- 简短题目
把下面清单中的每一行都一字不改地照抄一遍。

- 提取清单
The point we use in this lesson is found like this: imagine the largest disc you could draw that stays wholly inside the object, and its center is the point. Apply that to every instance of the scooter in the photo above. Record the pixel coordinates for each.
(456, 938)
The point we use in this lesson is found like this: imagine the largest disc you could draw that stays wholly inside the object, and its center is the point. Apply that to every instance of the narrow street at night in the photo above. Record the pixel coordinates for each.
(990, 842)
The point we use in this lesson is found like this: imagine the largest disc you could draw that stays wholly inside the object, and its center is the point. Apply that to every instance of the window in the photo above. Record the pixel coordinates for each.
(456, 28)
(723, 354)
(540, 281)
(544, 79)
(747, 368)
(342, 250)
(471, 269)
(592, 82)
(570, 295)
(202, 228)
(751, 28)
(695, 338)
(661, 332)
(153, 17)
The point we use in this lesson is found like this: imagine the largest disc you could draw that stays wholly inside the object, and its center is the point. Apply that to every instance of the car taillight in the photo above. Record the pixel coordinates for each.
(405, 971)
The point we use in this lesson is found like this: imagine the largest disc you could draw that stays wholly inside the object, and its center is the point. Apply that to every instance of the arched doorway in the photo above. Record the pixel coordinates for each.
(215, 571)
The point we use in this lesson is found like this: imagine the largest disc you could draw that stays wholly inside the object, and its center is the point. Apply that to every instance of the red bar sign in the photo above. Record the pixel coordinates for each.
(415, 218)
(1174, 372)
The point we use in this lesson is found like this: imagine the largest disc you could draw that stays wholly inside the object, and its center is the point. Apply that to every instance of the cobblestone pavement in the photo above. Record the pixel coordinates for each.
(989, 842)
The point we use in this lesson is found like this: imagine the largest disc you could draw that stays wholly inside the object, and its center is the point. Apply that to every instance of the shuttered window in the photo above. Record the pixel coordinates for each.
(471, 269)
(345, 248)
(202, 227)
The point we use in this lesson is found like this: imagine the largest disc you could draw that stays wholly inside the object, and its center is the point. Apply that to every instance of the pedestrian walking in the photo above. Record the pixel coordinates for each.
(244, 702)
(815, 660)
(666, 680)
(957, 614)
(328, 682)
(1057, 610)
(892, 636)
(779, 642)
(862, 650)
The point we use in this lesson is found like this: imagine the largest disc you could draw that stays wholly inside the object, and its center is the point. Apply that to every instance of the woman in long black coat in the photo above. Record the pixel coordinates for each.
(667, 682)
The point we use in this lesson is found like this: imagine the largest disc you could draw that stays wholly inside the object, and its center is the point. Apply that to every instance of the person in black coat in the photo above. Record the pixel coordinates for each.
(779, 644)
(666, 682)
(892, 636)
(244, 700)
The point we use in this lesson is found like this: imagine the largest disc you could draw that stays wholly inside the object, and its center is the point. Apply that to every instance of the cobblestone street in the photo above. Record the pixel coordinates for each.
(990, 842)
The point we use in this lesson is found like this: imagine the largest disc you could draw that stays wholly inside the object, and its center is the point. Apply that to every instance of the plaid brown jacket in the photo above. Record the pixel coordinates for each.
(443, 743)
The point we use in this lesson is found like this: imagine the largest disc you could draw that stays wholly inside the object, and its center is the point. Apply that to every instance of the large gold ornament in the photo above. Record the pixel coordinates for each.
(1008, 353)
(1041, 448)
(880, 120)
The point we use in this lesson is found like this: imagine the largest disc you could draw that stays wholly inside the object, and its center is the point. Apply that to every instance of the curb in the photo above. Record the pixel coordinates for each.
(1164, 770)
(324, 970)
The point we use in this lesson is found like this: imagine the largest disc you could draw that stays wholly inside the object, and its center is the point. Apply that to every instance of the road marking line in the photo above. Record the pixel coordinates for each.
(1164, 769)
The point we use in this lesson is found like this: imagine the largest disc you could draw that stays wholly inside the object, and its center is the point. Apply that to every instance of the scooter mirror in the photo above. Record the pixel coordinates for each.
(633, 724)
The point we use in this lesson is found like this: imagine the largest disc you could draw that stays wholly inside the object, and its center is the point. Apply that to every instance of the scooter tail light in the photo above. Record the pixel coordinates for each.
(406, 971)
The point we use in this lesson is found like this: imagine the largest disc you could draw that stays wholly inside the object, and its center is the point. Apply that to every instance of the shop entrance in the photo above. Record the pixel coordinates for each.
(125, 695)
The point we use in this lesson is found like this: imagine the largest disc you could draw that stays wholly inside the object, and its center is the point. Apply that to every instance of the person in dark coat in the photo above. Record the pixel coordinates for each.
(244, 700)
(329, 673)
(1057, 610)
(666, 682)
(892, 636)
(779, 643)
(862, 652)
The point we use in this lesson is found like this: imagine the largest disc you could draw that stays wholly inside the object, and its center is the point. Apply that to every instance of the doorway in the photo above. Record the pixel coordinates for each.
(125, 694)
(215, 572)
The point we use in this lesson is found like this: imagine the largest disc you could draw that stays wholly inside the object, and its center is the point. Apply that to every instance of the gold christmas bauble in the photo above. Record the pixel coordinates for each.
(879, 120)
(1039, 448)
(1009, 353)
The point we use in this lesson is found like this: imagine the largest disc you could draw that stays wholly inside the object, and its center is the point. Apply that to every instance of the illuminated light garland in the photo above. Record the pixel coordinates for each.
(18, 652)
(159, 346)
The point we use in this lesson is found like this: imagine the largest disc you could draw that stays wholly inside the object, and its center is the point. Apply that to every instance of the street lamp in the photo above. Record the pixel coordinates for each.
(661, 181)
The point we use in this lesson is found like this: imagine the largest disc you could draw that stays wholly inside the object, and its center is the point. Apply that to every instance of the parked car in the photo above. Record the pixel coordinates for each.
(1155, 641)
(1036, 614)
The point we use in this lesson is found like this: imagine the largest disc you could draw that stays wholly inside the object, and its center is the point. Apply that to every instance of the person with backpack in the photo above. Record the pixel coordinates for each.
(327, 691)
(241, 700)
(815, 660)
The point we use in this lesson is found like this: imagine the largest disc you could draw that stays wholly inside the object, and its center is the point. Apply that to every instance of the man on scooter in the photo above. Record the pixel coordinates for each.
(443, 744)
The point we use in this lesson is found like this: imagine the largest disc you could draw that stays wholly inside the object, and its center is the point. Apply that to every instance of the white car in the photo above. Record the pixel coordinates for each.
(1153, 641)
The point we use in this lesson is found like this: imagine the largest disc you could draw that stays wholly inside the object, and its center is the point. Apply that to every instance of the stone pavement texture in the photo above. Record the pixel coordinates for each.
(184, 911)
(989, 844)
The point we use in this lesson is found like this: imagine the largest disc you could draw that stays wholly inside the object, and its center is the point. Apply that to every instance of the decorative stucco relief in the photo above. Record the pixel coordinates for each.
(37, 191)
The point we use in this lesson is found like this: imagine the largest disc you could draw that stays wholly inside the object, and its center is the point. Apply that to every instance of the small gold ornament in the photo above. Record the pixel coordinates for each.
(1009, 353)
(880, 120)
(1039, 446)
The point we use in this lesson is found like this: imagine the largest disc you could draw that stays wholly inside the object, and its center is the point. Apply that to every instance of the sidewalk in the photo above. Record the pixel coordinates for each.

- 习题解答
The point we use in this lesson is found like this: imagine the largest disc you could draw that stays wholly inside the object, and its center is the point. Apply that to every instance of the scooter in the photo above. Record the pixel coordinates for each.
(456, 938)
The point we use in this lesson is found like this: imagine the largest disc you could draw that stays wholly inside the object, and its center is the point. Apply that to every instance of the narrow street at night in the photo above. Record the pixel coordinates for each.
(990, 842)
The point we use in this lesson is found like this: imagine the largest disc you could draw that stays wholly inside the object, and its center is the point. Apply that to every instance of the window in the photo above. Record the pixel coordinates for each.
(456, 28)
(723, 354)
(540, 281)
(544, 79)
(747, 368)
(342, 250)
(471, 269)
(592, 82)
(570, 295)
(202, 228)
(751, 28)
(695, 338)
(661, 332)
(153, 17)
The point we use in this lesson is found like this: imagine the largest disc you could draw that stays wholly inside the object, and its center is the point. Apply that to every instance of the car taillight in the photo above. Record the pixel coordinates for each.
(405, 971)
The point we use in this lesson is found like this: imagine the largest disc you could draw that stays wholly inside the object, and its center is the point. Apply that to every instance of the arched doorway in the photo above. Record the pixel coordinates for each.
(215, 571)
The point we use in this lesson is found like this: imagine the largest disc you could draw that stays wholly inside the object, and its center is the point. Apply that to every instance of the red bar sign in the photo above. Record the pixel coordinates for each.
(415, 218)
(1174, 372)
The point we use in this lesson is found like this: imagine the largest disc you could draw that stays wholly inside the object, and its center is the point. Apply that to every instance of the cobblestone pavement in the photo above. Record the pixel coordinates for each.
(989, 842)
The point we use in this lesson is found like this: imagine the largest disc you could draw that stays wholly inside the object, and its center is the point. Apply that to every instance of the shuttered window in the photo above. Record the pixel coordinates for each.
(471, 269)
(345, 248)
(202, 227)
The point we use in this lesson is found like this: imagine the largest disc you could draw that stays wholly inside the object, and its center is the point. Apply that to every instance of the pedestrian walking in the photo above. Record the pixel coordinates for each.
(244, 702)
(815, 660)
(666, 680)
(957, 614)
(328, 682)
(1057, 610)
(892, 636)
(779, 642)
(862, 650)
The point we use in this lesson is found like this: imagine the largest disc you could draw that stays wholly inside the object, and its center is the point. Apply that to every instance of the woman in long black coat in the photo above. Record the pixel coordinates for each.
(667, 682)
The point we use in this lesson is found like this: imagine the largest disc you could draw that stays wholly inside the object, and its center is the point. Apply that to every instance of the person in black coat in the photo above. Record the pixel coordinates for each.
(779, 644)
(666, 682)
(892, 636)
(244, 700)
The point we use in this lesson is found like this: imagine the largest disc you could draw that stays wholly inside the object, and its center is the point. Apply that to every instance of the cobblestone street in the photo above. Record the pixel coordinates for each.
(990, 842)
The point we use in this lesson is found like this: imagine the largest disc you could draw that stays wholly inside the object, and its center is the point. Apply that to every instance of the plaid brown jacket in the photo above. Record the pixel coordinates for each.
(443, 743)
The point we use in this lesson is found like this: imagine the largest disc you could draw that stays wholly inside the object, and its center is the point. Apply that to every instance of the large gold ornament in the photo above. Record the pixel coordinates for each.
(1008, 353)
(1041, 448)
(880, 120)
The point we use in this lesson is found like this: imagine the largest disc you could draw that stays wholly inside the object, and its center is the point. Apply that to every instance of the curb in the photo above. Record the pixel coordinates for each.
(1164, 770)
(324, 970)
The point we use in this lesson is found like this: imagine the largest disc you could draw that stays wholly inside the object, and its center is the point. Apply that to every instance of the road marking line in the photo above. Record the pixel coordinates for each.
(1164, 769)
The point we use in this lesson is found like this: imagine the largest disc you could draw that stays wholly inside the object, and its center is the point. Apply that to every instance of the scooter mirror in the photo above. Record the pixel coordinates for each.
(633, 724)
The point we use in this lesson is found like this: imagine the largest disc you could draw that stays wholly inside the object, and its center is the point. Apply that to every instance of the scooter tail light in the photo above. Record the pixel coordinates for each.
(406, 971)
The point we use in this lesson is found like this: imagine the largest disc you could draw that stays wholly inside the object, and its center is the point. Apply that to every instance of the shop entrance in the photo above. Record the pixel coordinates for each.
(125, 695)
The point we use in this lesson is found like this: imagine the largest disc you could draw that stays wholly inside the object, and its center is the point. Apply that to every instance of the person in dark coat in the photo above. Record the pixel coordinates for each.
(244, 700)
(329, 673)
(1057, 610)
(666, 682)
(892, 636)
(779, 643)
(862, 652)
The point we use in this lesson is found like this: imagine the largest disc you could draw that stays wholly inside the object, and its center is the point. Apply that to every instance of the doorway in the photo above. Record the pixel coordinates for each.
(125, 694)
(215, 572)
The point we use in this lesson is found like this: imagine the largest disc you could draw that stays wholly inside the object, and its center is the point. Apply that to every instance of the gold christmas bauble in the photo above. Record the pixel coordinates for each.
(879, 120)
(1039, 448)
(1009, 353)
The point we use in this lesson is found like this: imagine the largest disc you could draw that stays wholly inside the object, and its center is the point. Apply that to every instance of the illuminated light garland in the photo above. Record the pixel coordinates for each.
(18, 652)
(159, 346)
The point we use in this lesson is found like this: imagine the largest disc you could draw that stays wholly inside the object, and its center is the point. Apply that to every instance of the street lamp in the photo above. Record the pixel coordinates for each.
(661, 181)
The point we use in this lesson is found like this: imagine the largest disc you could draw that stays wholly inside the object, and its center is the point. Apply that to every instance of the parked car in the photo above. Record the pixel coordinates for each.
(1155, 641)
(1036, 614)
The point we use in this lesson is found like this: imagine the largest disc you could draw that stays wholly inside the object, and its center is the point. Apply that to every instance of the person with backpack in the photo above. Record the pixel coordinates for each.
(327, 691)
(241, 700)
(815, 660)
The point we use in this lesson is found like this: imagine the largest disc you could draw that stays wholly inside the object, and its center is the point. Apply that to every instance of the man on scooter in the photo above. Record the pixel coordinates for each.
(443, 744)
The point we use in this lesson is found like this: imagine the largest disc you could draw that stays wholly inside the object, and its center is the point. Apply that to every instance of the white car in the photo above. Record the pixel coordinates for each.
(1153, 641)
The point we use in this lesson is found like this: imagine the largest disc you could draw that stays wholly inside the object, and its center is the point. Apply that to every instance of the stone pavement texture in the photo above. Record the pixel coordinates for each.
(184, 911)
(989, 844)
The point we use in this lesson is found like this: imagine the largest disc you could draw that stays wholly inside the object, and its center is the point. Apply that to every instance of the decorative stucco relief in the photo above. Record the pixel coordinates for each.
(37, 191)
The point we use in this lesson is found like this: imagine the largest disc you could draw that stays wholly inside the object, and its center is the point. Apply that to every instance of the small gold ornament in the photo above. Record the pixel coordinates for each.
(1009, 353)
(880, 120)
(1039, 446)
The point we use in this lesson is found like this: imagine the largest disc you could draw that stays wholly inside the object, and its center is the point. Apply that to every instance of the sidewalk in the photo above. Record the pixel coordinates for each.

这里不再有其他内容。